SUPPLIED RECORDS –

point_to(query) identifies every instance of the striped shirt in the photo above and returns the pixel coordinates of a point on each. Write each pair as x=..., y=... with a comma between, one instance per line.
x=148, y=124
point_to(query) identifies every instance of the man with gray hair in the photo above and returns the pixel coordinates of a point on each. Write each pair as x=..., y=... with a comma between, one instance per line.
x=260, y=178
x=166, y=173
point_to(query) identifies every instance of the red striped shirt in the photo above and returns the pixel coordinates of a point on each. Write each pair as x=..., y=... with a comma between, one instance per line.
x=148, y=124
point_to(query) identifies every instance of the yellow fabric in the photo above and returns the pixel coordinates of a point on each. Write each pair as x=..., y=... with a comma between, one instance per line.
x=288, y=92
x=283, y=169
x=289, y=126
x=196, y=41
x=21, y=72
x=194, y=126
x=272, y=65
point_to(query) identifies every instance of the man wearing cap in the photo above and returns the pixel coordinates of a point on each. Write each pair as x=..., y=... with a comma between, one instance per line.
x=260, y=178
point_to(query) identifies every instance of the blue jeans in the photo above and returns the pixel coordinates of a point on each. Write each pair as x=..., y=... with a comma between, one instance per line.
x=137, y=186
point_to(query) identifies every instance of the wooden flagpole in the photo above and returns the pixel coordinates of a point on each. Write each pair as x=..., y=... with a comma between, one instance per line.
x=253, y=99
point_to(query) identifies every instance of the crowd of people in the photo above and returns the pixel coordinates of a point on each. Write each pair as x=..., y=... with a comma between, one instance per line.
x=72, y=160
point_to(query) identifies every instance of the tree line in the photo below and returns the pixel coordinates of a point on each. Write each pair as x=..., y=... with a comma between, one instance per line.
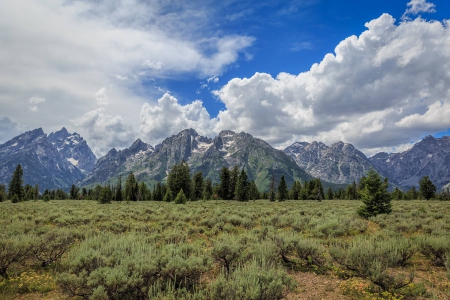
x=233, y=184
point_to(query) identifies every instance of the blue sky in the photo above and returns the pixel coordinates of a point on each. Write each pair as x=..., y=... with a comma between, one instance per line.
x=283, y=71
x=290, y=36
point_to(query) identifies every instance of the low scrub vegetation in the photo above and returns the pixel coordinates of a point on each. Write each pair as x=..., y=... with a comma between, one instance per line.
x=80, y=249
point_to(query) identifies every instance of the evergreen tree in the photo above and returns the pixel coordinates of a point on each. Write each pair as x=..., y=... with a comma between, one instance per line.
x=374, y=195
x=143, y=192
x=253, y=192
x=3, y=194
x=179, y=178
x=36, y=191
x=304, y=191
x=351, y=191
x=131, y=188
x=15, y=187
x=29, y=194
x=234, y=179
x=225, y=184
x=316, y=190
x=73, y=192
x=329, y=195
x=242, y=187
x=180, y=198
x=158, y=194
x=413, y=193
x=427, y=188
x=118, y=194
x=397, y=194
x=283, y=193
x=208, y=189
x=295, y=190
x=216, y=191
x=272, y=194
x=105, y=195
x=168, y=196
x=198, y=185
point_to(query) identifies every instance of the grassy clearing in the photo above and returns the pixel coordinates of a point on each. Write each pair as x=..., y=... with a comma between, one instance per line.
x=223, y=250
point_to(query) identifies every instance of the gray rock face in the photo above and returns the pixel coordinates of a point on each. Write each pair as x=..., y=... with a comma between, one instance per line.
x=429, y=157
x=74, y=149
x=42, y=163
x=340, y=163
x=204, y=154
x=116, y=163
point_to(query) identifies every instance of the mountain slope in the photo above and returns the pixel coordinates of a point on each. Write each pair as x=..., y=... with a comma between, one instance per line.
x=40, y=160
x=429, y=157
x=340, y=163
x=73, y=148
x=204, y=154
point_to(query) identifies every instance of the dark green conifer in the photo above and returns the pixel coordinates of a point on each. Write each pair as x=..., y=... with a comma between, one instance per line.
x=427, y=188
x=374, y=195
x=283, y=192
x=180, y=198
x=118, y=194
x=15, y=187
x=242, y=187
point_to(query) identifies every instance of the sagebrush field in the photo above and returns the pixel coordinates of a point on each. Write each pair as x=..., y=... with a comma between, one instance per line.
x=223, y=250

* * *

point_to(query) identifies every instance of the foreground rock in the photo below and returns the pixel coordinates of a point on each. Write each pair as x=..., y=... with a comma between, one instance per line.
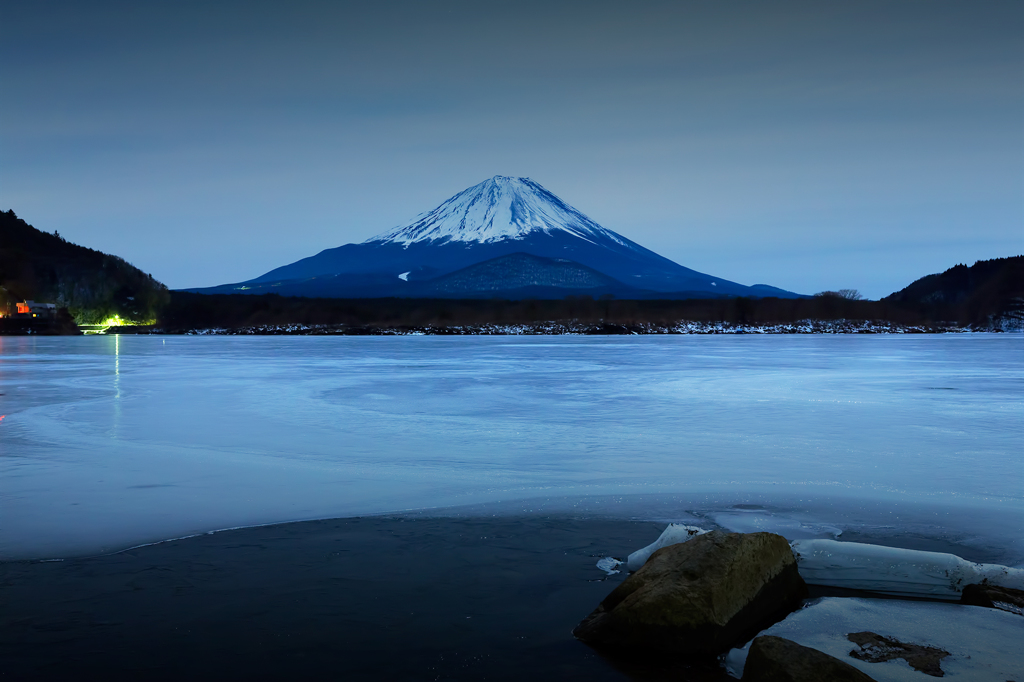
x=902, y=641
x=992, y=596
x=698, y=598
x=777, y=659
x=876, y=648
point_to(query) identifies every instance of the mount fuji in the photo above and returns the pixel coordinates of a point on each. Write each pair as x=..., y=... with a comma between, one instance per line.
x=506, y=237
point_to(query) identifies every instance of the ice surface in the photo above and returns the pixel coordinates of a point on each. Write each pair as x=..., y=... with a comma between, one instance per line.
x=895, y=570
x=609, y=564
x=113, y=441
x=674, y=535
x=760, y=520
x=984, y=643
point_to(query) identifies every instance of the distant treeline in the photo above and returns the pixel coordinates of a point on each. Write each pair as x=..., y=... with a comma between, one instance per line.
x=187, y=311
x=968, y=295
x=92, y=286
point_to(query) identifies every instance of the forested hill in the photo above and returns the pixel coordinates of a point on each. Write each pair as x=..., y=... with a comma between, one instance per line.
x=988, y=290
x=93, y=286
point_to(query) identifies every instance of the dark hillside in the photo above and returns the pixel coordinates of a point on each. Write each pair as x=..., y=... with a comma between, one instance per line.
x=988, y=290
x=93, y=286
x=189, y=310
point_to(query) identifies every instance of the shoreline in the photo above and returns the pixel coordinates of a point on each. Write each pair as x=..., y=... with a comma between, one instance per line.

EXERCISE REQUIREMENTS –
All that is needed is the exact run of lines above from the line containing "point_to(query) identifies every instance of the forested" through the line containing "point_to(query) identifies every instance of the shoreline", both of them included.

ANSWER BOX –
point_to(query) identifies every instance of the forested hill in the photo above and returns the pixel coordinates of a point on each. Write each pair as x=..., y=... with a comma between, one instance per line.
x=988, y=290
x=93, y=286
point_to(query) identifies every instance of the dark hillside in the photo above and returns the pixel coordinates of a point on each. Write each pair as x=..., y=... with a comma between, one instance per line.
x=988, y=290
x=93, y=286
x=189, y=310
point_to(query) identifies every instance of the shoreline in the photo above and returns the pixel coordinates of a point on each. Write each pair as x=..., y=... with a comma between, one instance per line.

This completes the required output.